▶ [WHAT YOU ARE ASKED TO DO]
Would you repeat each line below exactly, without the pictures?

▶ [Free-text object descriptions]
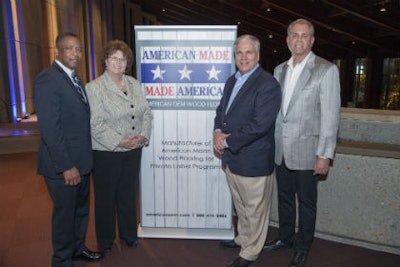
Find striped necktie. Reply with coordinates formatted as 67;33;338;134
71;72;87;103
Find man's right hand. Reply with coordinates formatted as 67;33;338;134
63;167;81;186
213;131;230;158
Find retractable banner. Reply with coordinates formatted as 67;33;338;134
135;25;237;239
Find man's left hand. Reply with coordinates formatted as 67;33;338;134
313;157;330;175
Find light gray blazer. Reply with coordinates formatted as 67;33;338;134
86;71;153;152
274;52;341;170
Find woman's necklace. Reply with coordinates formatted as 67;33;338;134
120;80;127;93
117;76;127;94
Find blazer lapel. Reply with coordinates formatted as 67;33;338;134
53;63;75;90
53;63;89;109
103;72;130;100
285;53;315;115
223;77;236;113
279;64;289;117
226;67;261;115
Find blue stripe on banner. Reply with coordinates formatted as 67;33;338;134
141;63;232;83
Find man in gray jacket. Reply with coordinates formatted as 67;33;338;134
264;19;341;267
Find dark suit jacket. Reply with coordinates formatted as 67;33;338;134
214;66;281;177
34;62;92;179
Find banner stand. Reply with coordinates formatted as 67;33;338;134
135;25;237;240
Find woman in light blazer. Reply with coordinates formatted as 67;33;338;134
85;40;152;255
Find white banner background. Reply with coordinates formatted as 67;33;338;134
135;26;237;239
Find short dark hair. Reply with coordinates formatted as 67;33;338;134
55;32;80;47
103;40;134;70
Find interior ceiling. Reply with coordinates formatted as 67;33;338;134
128;0;400;60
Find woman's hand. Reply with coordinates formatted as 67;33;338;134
118;135;145;150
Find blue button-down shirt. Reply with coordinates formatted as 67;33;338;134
226;63;259;114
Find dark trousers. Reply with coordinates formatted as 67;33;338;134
276;160;318;253
92;149;141;248
44;174;90;267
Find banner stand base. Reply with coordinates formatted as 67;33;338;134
138;224;235;240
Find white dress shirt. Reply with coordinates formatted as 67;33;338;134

▶ [TASK OUTPUT]
Find striped necktie. Reply with coordinates formatted as 67;33;338;134
71;72;87;103
Find man's right hand. Reply with coordinates formatted as 67;33;338;134
63;167;81;186
213;131;230;158
Find retractable banner. Reply with coordinates formatted as 67;33;338;134
135;25;237;239
Find man's left hand. Reply with coordinates formatted as 67;33;338;134
313;157;330;175
Find light gray blazer. Reply with coordinates formatted as 67;33;338;134
86;71;153;152
274;52;341;170
Find woman's necklace. Reply with coordinates formatted as 67;33;338;134
120;80;127;93
117;76;127;94
Find blazer lapel. Reply with coordinates formatted as 67;33;338;134
53;63;75;90
53;63;89;109
103;72;130;100
285;53;315;115
223;77;236;113
279;64;289;117
226;67;261;115
Find blue stripe on banner. Reply with coordinates formatted as 67;33;338;134
141;63;232;83
Find man in gray jacket. Reply with coordinates formatted as 67;33;338;134
264;19;341;267
Find dark suit jacket. Reply with coordinates formatted as 67;33;338;134
214;66;281;177
34;62;92;179
Find banner stand. Reply with coordinates formatted as 67;33;338;134
135;25;237;240
Find woman in light blazer. Reply with coordinates formatted as 67;33;338;134
85;40;152;255
Find white banner background. Reply with coordinates formatted as 67;33;338;134
135;26;237;239
Find short dark hair. Reply with coordinates formatted as 67;33;338;134
55;32;80;47
103;40;134;70
Find interior ceiling. Reply with coordinates formatted as 67;33;338;134
128;0;400;60
Find woman's hand. Reply with coordinates formatted as 67;33;338;134
118;135;145;150
Find blue button-down shirt. Reply with coordinates formatted as 67;33;338;134
226;63;259;114
Find dark trousers. Reply with coordinates formatted as 67;33;338;134
276;160;318;253
92;149;141;248
44;174;90;267
Find banner stand base. Reply with coordinates formatted as 67;33;338;134
138;224;235;240
Find white dress shirt. Reply with coordinates formatted as 67;33;338;134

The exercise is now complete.